ARBEITSAUFTRÄGE:
1/ Übertragen Sie aus dem Bericht über die Motocross-Fahrer in der Kaltenkirchener Heide diesen Satz ins Englische: „Unter dem Helm sind die Fahrer nicht zu erkennen.“
2/ Schreiben Sie den Bericht über die Motocross-Fahrer in der Kaltenkirchener Heide im Anschluss an seinen letzten Satz weiter.

LESETEXT:
Kaltenkirchen. Bundesförsterin empört: Fahrer zerstören mit ihren Maschinen die empfindliche Natur im Fauna- und Flora-Habitat Kaltenkirchener Heide.
Die Profile der Reifen haben Gras und Blumen niedergewalzt und Furchen durch das Gelände gezogen. Auch im Wald haben die Motorräder Spuren hinterlassen. Die Fahrer lassen kaum eine Fläche aus und rasen mit heulenden Motoren durch die Kaltenkirchener Heide, die als Fauna- und Florahabitat unter Schutz steht. Bundesförsterin Meike Rehdner beobachtet fast jedes Wochenende und manchmal auch in der Woche die Fahrer, die sich um die empfindliche Natur im Westen Kaltenkirchens nicht scheren. „Die Fahrer glauben offenbar, dass sie das Recht haben, hier zu fahren“, sagt sie.
Durchs Fernglas kann sie immer wieder die Motocross-Maschinen beobachten, die durchs Gelände rasen, das eigentlich nur Radfahrern und Fußgängern vorbehalten ist. Vor dem Ausflug in die Heide haben die Fahrer ihre Kennzeichen hochgebogen oder abmontiert. Unter dem Helm sind die Fahrer nicht zu erkennen. Zu fassen sind sie offenbar nicht. Das 510 Hektar große Schutzgebiet bietet zu viele Verstecke und Fluchtmöglichkeiten. Die Verbotsschilder werden ignoriert.
„Es ist schwierig, dort jemanden zu fassen“, sagt Polizeisprecherin Silke Westphal. „Bei so einem großen Gelände sind die Chancen schlecht.“ Zwar fährt die Polizei ins Gelände, sobald dort Motocross-Fahrer gemeldet werden. Doch dort angekommen, sind die Beamten machtlos – sie kommen den geländegängigen Maschinen nicht hinterher. Der einzige Fahrer, den die Polizei ermitteln konnte, war vor einem Jahr mit einem Motorschaden liegen geblieben. Gegen ihn wurde ein Strafverfahren eingeleitet.

DATENSATZ:
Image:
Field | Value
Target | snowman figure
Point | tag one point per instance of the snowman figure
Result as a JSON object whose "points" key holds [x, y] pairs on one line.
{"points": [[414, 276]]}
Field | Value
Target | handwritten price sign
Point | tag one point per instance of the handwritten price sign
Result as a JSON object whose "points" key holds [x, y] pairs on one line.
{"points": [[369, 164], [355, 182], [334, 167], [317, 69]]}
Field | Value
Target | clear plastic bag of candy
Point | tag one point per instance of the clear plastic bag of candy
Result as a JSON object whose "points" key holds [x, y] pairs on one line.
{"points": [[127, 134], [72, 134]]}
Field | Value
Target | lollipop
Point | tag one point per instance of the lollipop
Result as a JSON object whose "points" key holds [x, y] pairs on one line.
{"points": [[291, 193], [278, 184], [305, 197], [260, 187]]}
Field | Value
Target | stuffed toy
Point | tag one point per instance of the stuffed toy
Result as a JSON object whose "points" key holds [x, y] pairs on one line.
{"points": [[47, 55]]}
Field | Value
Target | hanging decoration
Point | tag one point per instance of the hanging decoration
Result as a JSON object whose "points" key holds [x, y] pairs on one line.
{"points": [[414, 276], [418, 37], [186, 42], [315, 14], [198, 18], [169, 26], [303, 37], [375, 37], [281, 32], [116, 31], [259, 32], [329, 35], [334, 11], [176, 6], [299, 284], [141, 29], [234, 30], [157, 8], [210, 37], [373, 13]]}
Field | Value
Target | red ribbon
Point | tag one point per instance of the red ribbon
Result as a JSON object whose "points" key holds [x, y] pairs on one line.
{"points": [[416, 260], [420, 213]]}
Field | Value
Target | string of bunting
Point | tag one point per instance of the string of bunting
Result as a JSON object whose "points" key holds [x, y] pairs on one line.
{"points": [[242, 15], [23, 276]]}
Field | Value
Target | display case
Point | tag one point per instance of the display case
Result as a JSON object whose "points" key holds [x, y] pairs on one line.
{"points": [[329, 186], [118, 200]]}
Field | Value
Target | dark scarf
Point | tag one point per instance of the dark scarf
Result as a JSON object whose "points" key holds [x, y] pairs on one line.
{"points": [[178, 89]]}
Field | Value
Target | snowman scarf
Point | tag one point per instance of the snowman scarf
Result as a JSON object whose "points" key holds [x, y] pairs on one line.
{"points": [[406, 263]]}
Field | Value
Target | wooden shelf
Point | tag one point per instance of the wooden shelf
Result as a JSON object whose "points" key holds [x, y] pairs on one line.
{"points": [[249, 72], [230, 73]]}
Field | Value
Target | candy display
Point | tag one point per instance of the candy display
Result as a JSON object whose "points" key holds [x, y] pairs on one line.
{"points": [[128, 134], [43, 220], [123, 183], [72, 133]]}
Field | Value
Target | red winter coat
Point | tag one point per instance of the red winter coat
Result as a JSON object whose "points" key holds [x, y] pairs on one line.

LÖSUNGEN:
1/ Under their helmets, the riders cannot be recognized.

2/
Ein Polizeibeamter will nicht ausschließen, dass seine Kollegen vom Kaltenkirchener Revier immer seltener gerufen werden, weil sich herumgesprochen hat, dass sie ohnehin nichts ausrichten können.
Kaltenkirchener Heide ist 511 Hektar groß
Auch zu Auseinandersetzungen ist es bereits gekommen. Ein Naturschützer, der sich einem Fahrer in den Weg stellte, wäre beinahe angefahren worden. Die Polizei konnte jedoch den Täter nicht ausfindig machen, die Ermittlungen wegen versuchter gefährlicher Körperverletzung wurden eingestellt. Bei der Polizei ist außerdem ein Streit zwischen Fahrern und einem Jäger aktenkundig. Auch diese Ermittlungen endeten ohne Ergebnis.
Inzwischen versuchen Meike Rehdner und ihre Mitarbeiter, die Motocross-Fahrer mit schlichten Hindernissen zu stoppen. Kleine gefällte Bäume versperren die Pfade im Wald. Auf den hügeligen Sandflächen legte die Forstverwaltung Baumstämme in den Weg.
Doch nach wenigen Wochen erweisen sich auch diese Maßnahmen als erfolglos. Im Wald umfahren die Biker die Hindernisse und schaffen sich damit neue Wege. Die Baumstämme auf den Sandflächen räumten sie mit einem Radlader zur Seite. „Das war eine Nacht-und-Nebel-Aktion“, sagt die Bundesförsterin.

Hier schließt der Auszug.